→ STATED GOAL 1:
Answer these from the Northwind landers thread:
(a) How many landers did gandergrinder buy, and for how much?
(b) What lengths of wooden dowels does Field Hunter use?
(c) How many goose magnets does Field Hunter set out along with the 6 landers?
→ STATED GOAL 2:
Retype the stretch of the Northwind landers thread from "We've got 6" through "or goose magnet?" word for word.

# Northwind landers



## gandergrinder (Mar 10, 2002)

Have any of you tried the northwind landers? I think this is what they are called. They are a windsock with wings. I picked up 4 of them for $25 at scheels this weekend and I was wondering what you guys think of them.


----------



## Field Hunter (Mar 4, 2002)

We used them in Canada last year. They seem to add a look of realism to the spread of 600-800 decoys we used. I put them at the back to middle of the landing zone and seemed to drop the snows better and quicker into the spread. I use 6' and 3' wooden dowels so I can make it appear they are coming down.


----------



## gandergrinder (Mar 10, 2002)

Field Hunter,
I have about 600 decoys. How many of the hovering decoys do you put out in the spread? I also have 2 goose magnets. Do you think that I should have more than 6 of these flying decoys? Thanks for the reply.

GG


----------



## Field Hunter (Mar 4, 2002)

We've got 6 that we put out in the spread along with about 4-6 goose magents.


----------



## ChrisP (Jun 18, 2002)

I heard a rumor about a guy who was hunting snows one windy day in north dakota. He was all set up in his spread of northwinds and magnets. For conceilment, he placed half dozen magnets around his blind. When the first flock of snows came by, the hunter empied his shotgun, clean missed the snows, but shot the hell out of one of his magnets!
What tastes better? Crockpot snow goose or goose magnet?


----------

→ PROVIDED MATERIAL:
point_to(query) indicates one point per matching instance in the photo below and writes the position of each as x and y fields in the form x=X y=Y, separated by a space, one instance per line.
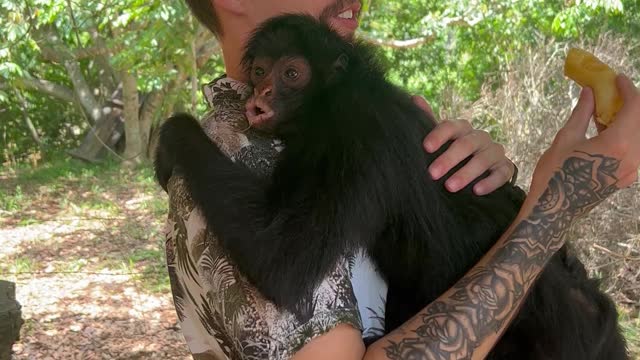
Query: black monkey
x=353 y=176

→ COMPLETE RESPONSE 1:
(a) 4 landers for $25.
(b) 6' and 3' wooden dowels.
(c) About 4-6 goose magnets.

→ COMPLETE RESPONSE 2:
We've got 6 that we put out in the spread along with about 4-6 goose magents.


----------



## ChrisP (Jun 18, 2002)

I heard a rumor about a guy who was hunting snows one windy day in north dakota. He was all set up in his spread of northwinds and magnets. For conceilment, he placed half dozen magnets around his blind. When the first flock of snows came by, the hunter empied his shotgun, clean missed the snows, but shot the hell out of one of his magnets!
What tastes better? Crockpot snow goose or goose magnet?